+++ TEXTE À LIRE +++
Mirannes, Aubiet, Barcelonne-du-Gers… Les projets de parcs solaires et agrivoltaïques poussent comme des fleurs aux quatre coins du département. Début avril, un nouveau est venu s'ajouter à la liste. Niché dans l'ouest du Gers, sur la commune de Beaumarchés, caché au milieu de vallons couverts de bois, de prairies et… d'une petite dizaine d'habitations. Or, c'est bien sur ce dernier paramètre, que le bât blesse, comme souvent.

Car le projet, porté par la société Corsica Sole, a priori d'une superficie de 10 hectares, est arrivé aux oreilles des habitants par la force des choses. « Seriez-vous pour ou contre un projet de parc agrivoltaïque ? » La question a été posée à Vincent Marty, qui a vu débarquer sur son seuil de porte le porteur de projet (fortement encouragé par la mairie). L'éleveur de chevaux, qui a exprimé son désaccord, est tombé des nues.

Les terres agricoles qui pourraient accueillir à terme le parc agrivoltaïque. DDM - C.M.

De ce pas, il alerte le voisinage. La nouvelle fait l'effet d'une bombe. Les premières interrogations naissent. Pourquoi avoir choisi ce terrain et pas un autre ? Pourquoi les riverains n'ont-ils pas été consultés plus tôt ?

Nicolas Duviau, dont la propriété est située à une cinquantaine de mètres du terrain au cœur des débats, se rend d'abord à la mairie pour tenter d'obtenir un début d'explication. « La municipalité n'a pas jugé bon de le dire à la population, parce que le propriétaire (lequel n'a pas répondu aux sollicitations de « La Dépêche ») devait le faire », s'exaspère le père de famille.

Nicolas s'empresse alors de le joindre. « Son alibi, c'est de dire que ce sont des terres qui ne sont pas trop productives. Manque de pot pour lui, l'agriculteur qui était là avant nous a confirmé qu'il avait toujours fait de la culture dessus », fustige le quinquagénaire.

« Ça nous a été caché »

Mais la question qui taraude le plus des riverains, c'est bien de savoir : à quand remontent les premiers balbutiements du projet ? « En avril 2023, Corsica Sole a demandé à la municipalité un avis sur le projet, pour le joindre au permis de construire. Lequel a été déposé en septembre dernier. C'est donc antécédent à ça », en déduit Vincent. « L'étude environnementale dure une année entière », ajoute son voisin. En suivant ses dires, le projet de parc agrivoltaïque remonterait donc, a minima, à 2022.

Dénonçant un projet mené dans leur dos, - « on nous a bernés » s'emporte Vincent -, les riverains n'entendent pas se laisser faire. Un seul objectif pour eux, le faire tomber à l'eau. Ils ont d'abord voulu créer une association pour mener la fronde. Là aussi, qu'elle a été leur stupéfaction en découvrant que c'était trop tard… « Pour que l'association soit valable, il faut qu'elle soit formée un an avant le dépôt du permis », explique Nicolas.

Les opposants ont mis la main sur les plans de quatre projets, présentés à la mairie en 2023 par le porteur de projet. DDM - C.M.
+++
OBJECTIF - Poursuivez l'article ci-dessus sur le projet de parc agrivoltaïque de Beaumarchés en reprenant juste après sa dernière phrase.
+++ DONNÉES FOURNIES +++
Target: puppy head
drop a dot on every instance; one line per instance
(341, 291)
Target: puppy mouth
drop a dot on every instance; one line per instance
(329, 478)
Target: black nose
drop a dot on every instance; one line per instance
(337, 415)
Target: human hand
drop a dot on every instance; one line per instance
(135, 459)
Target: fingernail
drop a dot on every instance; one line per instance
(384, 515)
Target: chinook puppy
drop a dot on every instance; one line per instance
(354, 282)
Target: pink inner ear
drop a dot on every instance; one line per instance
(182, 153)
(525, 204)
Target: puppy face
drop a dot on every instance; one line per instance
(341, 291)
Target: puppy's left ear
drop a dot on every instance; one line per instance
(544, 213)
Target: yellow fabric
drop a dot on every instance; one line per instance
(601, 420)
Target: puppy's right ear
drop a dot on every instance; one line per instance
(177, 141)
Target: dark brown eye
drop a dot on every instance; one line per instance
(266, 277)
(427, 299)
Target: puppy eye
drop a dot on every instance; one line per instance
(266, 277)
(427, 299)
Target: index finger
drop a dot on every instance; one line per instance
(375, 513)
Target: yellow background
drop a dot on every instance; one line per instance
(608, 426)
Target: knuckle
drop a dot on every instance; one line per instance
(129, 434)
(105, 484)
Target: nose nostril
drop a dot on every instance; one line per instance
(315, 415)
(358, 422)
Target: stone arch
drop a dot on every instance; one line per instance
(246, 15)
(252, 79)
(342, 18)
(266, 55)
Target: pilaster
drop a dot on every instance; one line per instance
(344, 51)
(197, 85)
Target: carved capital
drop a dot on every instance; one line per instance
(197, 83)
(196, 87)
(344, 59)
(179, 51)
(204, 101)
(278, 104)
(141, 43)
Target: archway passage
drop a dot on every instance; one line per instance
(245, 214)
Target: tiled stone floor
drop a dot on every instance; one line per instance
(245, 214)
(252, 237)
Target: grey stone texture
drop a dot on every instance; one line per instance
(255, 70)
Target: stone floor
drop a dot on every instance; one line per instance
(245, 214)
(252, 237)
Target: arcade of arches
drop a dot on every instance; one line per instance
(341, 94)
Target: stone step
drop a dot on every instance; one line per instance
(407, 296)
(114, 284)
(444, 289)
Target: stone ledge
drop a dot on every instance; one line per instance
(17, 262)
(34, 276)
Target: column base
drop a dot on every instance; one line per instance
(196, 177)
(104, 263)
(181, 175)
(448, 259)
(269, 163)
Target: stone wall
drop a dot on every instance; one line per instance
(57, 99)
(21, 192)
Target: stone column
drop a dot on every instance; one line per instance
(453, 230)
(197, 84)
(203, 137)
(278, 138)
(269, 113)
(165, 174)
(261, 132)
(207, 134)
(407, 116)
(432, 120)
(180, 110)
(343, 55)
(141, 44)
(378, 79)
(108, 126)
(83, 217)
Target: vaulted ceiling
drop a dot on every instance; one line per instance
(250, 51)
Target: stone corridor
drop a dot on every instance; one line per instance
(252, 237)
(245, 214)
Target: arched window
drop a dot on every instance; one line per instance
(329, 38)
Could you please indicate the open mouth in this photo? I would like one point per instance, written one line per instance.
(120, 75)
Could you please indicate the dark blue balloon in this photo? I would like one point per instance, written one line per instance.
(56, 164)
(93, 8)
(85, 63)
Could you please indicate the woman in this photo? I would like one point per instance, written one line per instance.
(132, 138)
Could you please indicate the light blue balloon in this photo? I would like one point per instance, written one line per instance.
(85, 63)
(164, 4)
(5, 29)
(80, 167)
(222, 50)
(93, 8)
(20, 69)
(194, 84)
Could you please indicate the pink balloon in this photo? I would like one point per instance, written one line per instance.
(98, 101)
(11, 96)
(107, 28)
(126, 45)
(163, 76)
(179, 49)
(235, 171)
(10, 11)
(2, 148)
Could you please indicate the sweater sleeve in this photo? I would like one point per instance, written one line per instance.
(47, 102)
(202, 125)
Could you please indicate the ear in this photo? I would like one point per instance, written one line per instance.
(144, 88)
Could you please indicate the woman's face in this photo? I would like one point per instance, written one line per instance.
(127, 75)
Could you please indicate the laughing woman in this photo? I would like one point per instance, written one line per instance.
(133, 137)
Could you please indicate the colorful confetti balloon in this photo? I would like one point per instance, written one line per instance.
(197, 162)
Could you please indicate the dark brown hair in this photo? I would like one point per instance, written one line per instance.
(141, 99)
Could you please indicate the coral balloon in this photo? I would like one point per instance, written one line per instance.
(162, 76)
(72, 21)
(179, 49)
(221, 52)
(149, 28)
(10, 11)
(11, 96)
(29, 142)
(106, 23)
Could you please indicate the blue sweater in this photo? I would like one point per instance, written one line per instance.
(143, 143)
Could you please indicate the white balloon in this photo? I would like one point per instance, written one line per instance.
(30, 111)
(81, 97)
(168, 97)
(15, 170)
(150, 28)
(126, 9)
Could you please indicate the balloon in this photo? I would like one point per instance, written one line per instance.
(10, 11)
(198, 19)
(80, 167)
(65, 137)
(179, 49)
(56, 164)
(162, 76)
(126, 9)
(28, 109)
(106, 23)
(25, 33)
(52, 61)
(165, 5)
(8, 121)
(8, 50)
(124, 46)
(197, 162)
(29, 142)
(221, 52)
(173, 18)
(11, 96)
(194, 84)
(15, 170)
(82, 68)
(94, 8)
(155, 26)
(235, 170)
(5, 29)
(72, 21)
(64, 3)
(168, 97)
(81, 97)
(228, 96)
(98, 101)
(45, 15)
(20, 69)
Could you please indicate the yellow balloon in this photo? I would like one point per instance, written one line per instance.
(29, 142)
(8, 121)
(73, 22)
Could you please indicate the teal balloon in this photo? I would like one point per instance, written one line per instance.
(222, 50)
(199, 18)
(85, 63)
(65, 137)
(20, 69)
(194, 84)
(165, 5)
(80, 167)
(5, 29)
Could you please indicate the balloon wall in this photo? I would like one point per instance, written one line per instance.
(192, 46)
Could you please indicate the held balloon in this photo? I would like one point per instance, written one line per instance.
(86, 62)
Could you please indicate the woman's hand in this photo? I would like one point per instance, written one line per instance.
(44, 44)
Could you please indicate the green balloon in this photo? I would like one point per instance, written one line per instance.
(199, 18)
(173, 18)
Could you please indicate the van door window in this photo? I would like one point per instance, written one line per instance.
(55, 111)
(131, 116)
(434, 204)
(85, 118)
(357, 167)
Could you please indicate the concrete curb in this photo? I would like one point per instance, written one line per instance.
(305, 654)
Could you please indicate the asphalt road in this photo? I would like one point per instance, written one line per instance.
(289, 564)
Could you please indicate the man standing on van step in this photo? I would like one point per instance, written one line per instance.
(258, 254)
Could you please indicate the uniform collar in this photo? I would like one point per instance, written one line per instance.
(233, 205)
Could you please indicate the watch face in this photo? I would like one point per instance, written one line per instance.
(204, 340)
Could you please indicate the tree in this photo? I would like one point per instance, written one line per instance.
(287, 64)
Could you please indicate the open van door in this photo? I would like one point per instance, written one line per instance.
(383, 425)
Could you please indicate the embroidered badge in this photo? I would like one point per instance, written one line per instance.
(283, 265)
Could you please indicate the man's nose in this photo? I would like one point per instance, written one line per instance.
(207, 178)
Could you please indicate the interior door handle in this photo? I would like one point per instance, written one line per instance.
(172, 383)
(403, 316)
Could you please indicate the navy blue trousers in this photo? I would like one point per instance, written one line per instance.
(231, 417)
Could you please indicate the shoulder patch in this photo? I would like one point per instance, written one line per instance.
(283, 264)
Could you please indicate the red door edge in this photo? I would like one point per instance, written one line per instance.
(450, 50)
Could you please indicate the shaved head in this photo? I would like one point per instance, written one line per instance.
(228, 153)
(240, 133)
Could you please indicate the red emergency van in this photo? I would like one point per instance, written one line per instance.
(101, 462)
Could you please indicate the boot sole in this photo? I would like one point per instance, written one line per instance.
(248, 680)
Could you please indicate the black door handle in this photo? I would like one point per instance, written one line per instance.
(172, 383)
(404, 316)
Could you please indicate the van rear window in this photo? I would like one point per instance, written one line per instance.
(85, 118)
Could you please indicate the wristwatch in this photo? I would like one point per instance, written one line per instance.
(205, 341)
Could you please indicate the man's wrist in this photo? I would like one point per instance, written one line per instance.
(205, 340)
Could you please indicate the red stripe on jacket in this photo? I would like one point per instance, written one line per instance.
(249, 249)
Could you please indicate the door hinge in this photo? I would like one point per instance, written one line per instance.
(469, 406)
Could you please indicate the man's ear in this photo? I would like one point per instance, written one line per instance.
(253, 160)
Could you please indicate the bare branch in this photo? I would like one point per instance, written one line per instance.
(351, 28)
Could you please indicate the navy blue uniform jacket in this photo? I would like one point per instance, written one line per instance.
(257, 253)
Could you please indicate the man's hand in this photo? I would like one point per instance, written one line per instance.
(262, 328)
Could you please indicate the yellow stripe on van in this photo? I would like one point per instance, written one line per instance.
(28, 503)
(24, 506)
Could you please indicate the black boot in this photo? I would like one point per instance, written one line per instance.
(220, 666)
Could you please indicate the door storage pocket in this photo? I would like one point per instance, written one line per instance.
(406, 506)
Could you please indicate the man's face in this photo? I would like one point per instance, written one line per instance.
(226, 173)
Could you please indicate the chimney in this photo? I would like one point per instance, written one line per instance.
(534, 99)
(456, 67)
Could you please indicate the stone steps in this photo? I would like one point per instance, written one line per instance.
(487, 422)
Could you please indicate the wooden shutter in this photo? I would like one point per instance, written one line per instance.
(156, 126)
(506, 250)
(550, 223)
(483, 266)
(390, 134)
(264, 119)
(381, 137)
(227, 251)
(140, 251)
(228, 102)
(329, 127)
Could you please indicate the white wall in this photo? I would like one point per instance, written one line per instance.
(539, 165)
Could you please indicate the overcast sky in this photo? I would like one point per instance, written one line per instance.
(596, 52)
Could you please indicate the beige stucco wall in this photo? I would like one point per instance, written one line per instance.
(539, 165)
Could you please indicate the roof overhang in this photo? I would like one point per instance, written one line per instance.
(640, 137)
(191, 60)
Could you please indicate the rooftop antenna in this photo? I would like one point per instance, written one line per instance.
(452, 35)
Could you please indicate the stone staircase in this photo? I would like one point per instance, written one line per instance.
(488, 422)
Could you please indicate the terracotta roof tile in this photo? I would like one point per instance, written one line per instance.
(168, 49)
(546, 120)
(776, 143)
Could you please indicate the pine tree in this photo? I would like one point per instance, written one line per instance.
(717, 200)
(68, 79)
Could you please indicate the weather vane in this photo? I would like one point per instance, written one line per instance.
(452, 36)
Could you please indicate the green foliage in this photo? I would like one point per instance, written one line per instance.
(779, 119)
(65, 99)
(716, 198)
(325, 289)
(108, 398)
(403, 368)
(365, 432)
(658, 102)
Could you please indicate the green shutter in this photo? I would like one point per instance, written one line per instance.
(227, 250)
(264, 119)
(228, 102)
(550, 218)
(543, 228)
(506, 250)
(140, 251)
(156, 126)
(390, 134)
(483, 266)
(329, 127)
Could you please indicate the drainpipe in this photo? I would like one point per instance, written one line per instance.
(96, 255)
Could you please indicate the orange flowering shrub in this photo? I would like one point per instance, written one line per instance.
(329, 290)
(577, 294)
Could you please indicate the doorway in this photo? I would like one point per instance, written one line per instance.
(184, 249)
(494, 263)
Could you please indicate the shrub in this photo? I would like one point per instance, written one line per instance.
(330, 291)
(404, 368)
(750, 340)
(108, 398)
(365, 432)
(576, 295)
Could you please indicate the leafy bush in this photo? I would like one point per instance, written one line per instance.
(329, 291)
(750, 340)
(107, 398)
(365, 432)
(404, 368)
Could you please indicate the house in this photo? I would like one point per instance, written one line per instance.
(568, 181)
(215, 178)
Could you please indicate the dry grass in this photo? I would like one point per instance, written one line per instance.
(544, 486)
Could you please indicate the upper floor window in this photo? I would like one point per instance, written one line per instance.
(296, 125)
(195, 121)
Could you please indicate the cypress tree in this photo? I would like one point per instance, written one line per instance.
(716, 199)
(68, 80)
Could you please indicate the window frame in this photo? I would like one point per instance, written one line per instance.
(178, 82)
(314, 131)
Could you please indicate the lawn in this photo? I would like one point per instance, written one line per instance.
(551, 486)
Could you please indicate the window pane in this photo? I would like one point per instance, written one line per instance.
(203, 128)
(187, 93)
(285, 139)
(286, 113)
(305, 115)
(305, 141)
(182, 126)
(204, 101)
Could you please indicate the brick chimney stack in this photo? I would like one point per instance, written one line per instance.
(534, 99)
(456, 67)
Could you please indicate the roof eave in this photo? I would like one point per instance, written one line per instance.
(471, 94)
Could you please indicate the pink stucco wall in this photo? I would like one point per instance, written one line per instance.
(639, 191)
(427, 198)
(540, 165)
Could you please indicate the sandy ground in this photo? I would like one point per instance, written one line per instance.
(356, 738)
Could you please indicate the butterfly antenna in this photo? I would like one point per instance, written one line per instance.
+++
RÉPONSE À L'EXERCICE -
Son voisin Vincent en tire des conclusions : « Il y a eu une omerta. Ça nous a été caché volontairement. » À la place, un collectif a donc été fondé. Pollution visuelle, possible effet d'éblouissement, dévaluation immobilière, impact sur l'activité de gîtes voisins (voir encadré ci-dessous)… Les raisons de l'opposition sont multiples.

« On ne va pas mettre le feu au village »

Qu'en est-il du point de vue du maire, Gérard Castet ? En 2023, la municipalité avait « donné un avis favorable de principe en attendant un projet définitif ». Aujourd'hui, conscient des vagues provoquées par la révélation au grand jour du projet, l'édile tient un autre discours. « Si tout le monde est défavorable, on ne va pas mettre le feu au village pour une histoire de photovoltaïque », annonce Gérard Castet.

Le maire tient aussi à rappeler que l'avis de la municipalité ne sera pas déterminant. « C'est le préfet qui décide. » Il ajoute : « Le préfet nous avait dit que ce genre de projet se faisait sur des terrains accidentés, des friches… Dans le cas contraire, les accords seraient difficiles à obtenir. À mon avis, ici, ce sont des terres cultivables. »

Une simple route sépare la propriété de la famille Duviau du champ qui pourrait accueillir des centaines de panneaux photovoltaïques. DDM - C.M.

Des mots qui devraient rassurer les opposants. Mais qui ne vont pas pour autant leur faire baisser la garde. En cas de validation du permis de construire, une enquête publique sera lancée. « Un mois pour se battre », anticipe Nicolas. Mais le mot de la fin reviendra à la Préfecture. D'ici là, les pourparlers s'annoncent animés. À commencer lors d'une réunion publique annoncée entre la fin mai et début juin.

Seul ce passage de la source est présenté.